SELECTION ::
__________________________________________________

Behind the Entrepreneur – Karen Uhlmann, Sustainable Styling

The creative powerhouse behind sustainable styling is Karen Uhlmann, a Fashion Stylist with a strong passion for helping women FEEL GREAT, LOOK GREAT and DO GOOD  with conscious fashion choices.
Having spent nearly 20 years in the health sector, Karen’s approach to fashion and styling is identifying and finding the links between the environment, education and supporting the local retail community. It’s this unique approach that leads Karen’s clients to successful and sustainable choices in fashion.


That sounds so interesting! I would love to start by asking you how you’ve gone from your full-time job in the health-sector to your passion-business of sustainable personal styling?

The leap isn’t as great as it would first appear, even though health and fashion seem like they are polar opposites! My connection between the two is the synergy between the self-care and personal styling. Although fashion styling can sound quite scary and intimidating, I’m not coming at it from a necessarily high-end fashion design angle. Personal styling and fashion styling is really helping people to find their own unique style. It’s so important now we are in the age of social media. Whether we like it or not, almost everyone has a social media account now, whether it’s Facebook, Instagram, Twitter. Even if your page is private, you still have a personal brand on show, so there is opportunity to really explore your own personal brand.

So you’re working four days a week in your health-sector job and you’re running Sustainable Styling basically at all other times during the week?

About a year ago I felt like I was coming to a bit of an endpoint in my health career. If I wanted to jump into a higher role, that was going to mean more bureaucracy, more management, more hours and more stress. I could see that the roles that I once wanted, didn’t look that fabulous to me anymore.

__________________________________________________

EXTRACTED RECORDS ::
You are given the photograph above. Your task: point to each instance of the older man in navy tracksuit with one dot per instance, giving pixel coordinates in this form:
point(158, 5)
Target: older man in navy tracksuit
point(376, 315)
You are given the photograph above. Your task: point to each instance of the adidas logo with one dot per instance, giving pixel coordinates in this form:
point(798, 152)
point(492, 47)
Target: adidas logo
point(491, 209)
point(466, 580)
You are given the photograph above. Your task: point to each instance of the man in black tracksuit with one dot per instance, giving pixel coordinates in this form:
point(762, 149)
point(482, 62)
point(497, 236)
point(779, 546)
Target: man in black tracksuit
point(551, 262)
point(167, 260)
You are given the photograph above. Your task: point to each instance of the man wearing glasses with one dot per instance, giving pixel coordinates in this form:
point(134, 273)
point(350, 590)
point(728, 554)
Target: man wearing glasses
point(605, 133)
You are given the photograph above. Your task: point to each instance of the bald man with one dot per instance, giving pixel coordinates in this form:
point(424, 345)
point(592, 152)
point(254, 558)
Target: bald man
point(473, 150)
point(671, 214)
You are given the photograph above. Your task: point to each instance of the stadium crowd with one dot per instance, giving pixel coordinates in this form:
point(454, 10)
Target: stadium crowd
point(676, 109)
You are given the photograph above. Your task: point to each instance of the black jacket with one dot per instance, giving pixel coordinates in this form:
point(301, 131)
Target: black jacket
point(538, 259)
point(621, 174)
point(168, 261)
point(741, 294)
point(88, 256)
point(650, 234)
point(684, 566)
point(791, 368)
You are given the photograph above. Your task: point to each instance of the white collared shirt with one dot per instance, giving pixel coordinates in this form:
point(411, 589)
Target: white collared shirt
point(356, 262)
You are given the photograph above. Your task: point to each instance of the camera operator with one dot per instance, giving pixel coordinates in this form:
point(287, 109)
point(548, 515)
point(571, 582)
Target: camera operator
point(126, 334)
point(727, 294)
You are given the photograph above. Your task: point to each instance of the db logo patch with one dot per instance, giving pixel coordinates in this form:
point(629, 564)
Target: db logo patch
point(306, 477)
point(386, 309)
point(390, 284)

__________________________________________________

EXERCISE TASKS ::
- a) From the interview with Karen Uhlmann, copy the passage starting at "About a year" and ending at "to me anymore.".
- b) According to the interview with Karen Uhlmann, how long did she spend in the health sector?

PER-TASK ANSWERS ::
- a)
About a year ago I felt like I was coming to a bit of an endpoint in my health career. If I wanted to jump into a higher role, that was going to mean more bureaucracy, more management, more hours and more stress. I could see that the roles that I once wanted, didn’t look that fabulous to me anymore.

- b) Nearly 20 years.